Repeat the listing in full. Nothing may be added or left out.

Data provided:
----------------
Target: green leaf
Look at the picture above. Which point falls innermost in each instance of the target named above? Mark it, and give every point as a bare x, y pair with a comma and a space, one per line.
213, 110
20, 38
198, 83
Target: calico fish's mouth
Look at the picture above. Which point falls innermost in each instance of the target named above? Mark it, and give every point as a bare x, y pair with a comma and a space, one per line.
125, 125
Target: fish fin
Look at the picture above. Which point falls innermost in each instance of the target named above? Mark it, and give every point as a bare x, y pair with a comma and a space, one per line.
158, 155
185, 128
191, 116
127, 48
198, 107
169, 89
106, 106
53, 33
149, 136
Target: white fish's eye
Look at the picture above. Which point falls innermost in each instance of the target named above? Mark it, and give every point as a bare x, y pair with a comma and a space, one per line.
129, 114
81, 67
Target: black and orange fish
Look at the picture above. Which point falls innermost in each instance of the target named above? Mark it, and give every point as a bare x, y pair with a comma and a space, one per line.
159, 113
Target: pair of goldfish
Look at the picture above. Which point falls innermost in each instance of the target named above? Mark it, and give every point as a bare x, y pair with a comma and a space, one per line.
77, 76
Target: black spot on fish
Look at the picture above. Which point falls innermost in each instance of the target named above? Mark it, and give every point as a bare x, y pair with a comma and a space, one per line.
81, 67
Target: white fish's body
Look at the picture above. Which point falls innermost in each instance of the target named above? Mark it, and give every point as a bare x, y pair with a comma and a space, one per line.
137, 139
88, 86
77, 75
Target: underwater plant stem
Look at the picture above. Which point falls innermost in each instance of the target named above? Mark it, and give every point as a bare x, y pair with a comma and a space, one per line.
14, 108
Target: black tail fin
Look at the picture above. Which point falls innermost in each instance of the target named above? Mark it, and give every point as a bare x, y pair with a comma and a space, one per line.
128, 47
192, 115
----------------
Right answer:
Target: green leaf
Look at the picture above. Which point falls innermost in each instance of the target named above? Mark it, and give every point as a bare x, y pair with a comma and a space, one per line.
213, 110
20, 38
198, 83
Target: calico fish's mouth
Look at the picture above. Which point falls innermost in each instance of the target named above? Mark it, and give every point as a bare x, y pair with a comma and a space, one per line.
125, 125
Target: fish fin
Look at the picture above. Which point falls innermost in each instance of the target named above? Mark it, and give every point as a bare x, y pair with a comma and a space, one per line.
158, 155
185, 128
191, 116
127, 48
198, 107
169, 89
106, 106
53, 33
149, 136
Target: white fish's eye
Look at the picture above. Which point falls innermost in each instance of the target named above? Mark it, and give every point as a bare x, y pair with a comma and a space, one per line.
129, 114
81, 67
Target: black and orange fish
Look at the picture above. Which point falls innermost in each instance of the target named above? Mark it, and give every point as a bare x, y pair with a comma and a space, one per line.
159, 113
Target: pair of goldfish
Look at the picture above. Which point falls innermost in each instance of the target named above? Mark it, and give every point as a bare x, y pair with a comma and a space, one per line.
77, 76
Target: black spot on fish
Look at the picture above. Which point falls innermost in each instance of the target named above? Mark it, and give every point as a bare x, y pair with a comma and a space, one per line.
81, 67
Target: white fish's body
Look at the picture above. Which point falls innermost in each instance of the target named above? Mark it, and give every point as a bare x, y pair with a comma and a space, one per line.
137, 139
88, 86
77, 75
Target: underwater plant stem
Look at the picture above. Which point falls innermost in each instance of the target named above? Mark it, and give every point as a bare x, y pair with a comma and a space, one per line.
14, 108
Target: black tail fin
Look at the picture above. Which point falls innermost in each instance of the target named above? Mark it, and give every point as a bare x, y pair with a comma and a space, one per line.
128, 47
192, 115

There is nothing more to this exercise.